**Challenge:** Write out word for word the stretch of entries from the line containing "Mark one point per instance of the chair" through the end of the entries, leaving out the pictures.

**Data rows:**
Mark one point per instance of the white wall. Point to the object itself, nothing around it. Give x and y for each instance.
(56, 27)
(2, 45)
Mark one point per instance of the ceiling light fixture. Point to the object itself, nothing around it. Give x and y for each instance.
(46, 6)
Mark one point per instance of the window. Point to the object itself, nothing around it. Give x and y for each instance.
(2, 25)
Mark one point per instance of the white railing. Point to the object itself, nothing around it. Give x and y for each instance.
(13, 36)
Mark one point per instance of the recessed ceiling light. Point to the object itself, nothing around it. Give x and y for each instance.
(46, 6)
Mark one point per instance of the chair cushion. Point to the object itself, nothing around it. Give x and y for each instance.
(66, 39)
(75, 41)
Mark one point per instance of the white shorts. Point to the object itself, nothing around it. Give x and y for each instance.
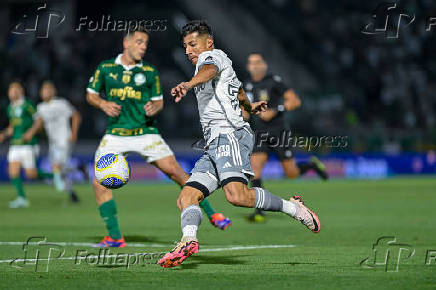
(151, 147)
(59, 155)
(25, 154)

**Output for this exercise:**
Mark one point per instance of the chair cushion. Point to the object itself, nothing around it. Give x and y for each instance.
(66, 39)
(75, 41)
Mark one point per instance of the white shorts. Point to the object itself, nothing around it. Give x and y for each instance.
(151, 147)
(59, 155)
(25, 154)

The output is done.